EXERCISE REQUIREMENTS:
Print, exactly and completely, every entry in the data.

START SOURCE MATERIAL

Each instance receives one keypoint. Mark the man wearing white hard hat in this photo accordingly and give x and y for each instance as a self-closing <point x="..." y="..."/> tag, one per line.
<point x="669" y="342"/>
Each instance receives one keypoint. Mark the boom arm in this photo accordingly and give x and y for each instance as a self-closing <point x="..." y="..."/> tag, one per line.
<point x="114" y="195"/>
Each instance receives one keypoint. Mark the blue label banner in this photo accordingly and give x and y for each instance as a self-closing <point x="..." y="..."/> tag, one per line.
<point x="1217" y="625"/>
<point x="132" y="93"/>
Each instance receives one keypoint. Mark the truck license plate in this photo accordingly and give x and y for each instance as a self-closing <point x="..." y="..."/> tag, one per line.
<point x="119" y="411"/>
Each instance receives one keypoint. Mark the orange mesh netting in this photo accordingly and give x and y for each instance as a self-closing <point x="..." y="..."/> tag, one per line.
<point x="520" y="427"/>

END SOURCE MATERIAL

RESULT OF THIS EXERCISE:
Each instance receives one keypoint. Mark the man wearing white hard hat in this photo accordingly and give x and y for each instance as a self-closing <point x="..." y="..."/> tag, one per line.
<point x="669" y="342"/>
Each instance receives one keypoint. Mark the boom arm in this photo accordingly and give x and y for each instance as a self-closing <point x="..." y="..."/> tag, one per line.
<point x="114" y="195"/>
Each instance receives one keypoint. Mark the blue label banner in this photo accordingly and give x and y for each instance as a self-closing <point x="..." y="..."/> tag, one per line.
<point x="1217" y="625"/>
<point x="132" y="93"/>
Each instance receives one keypoint. Mark the truck license plate in this photo accordingly and give x and y for each instance as a self-closing <point x="..." y="..."/> tag, one per line.
<point x="119" y="411"/>
Each instance receives one keypoint. Mark the orange mesh netting in this photo accordingly and give x and y for each instance as a self-closing <point x="..." y="..."/> tag, one per line.
<point x="520" y="427"/>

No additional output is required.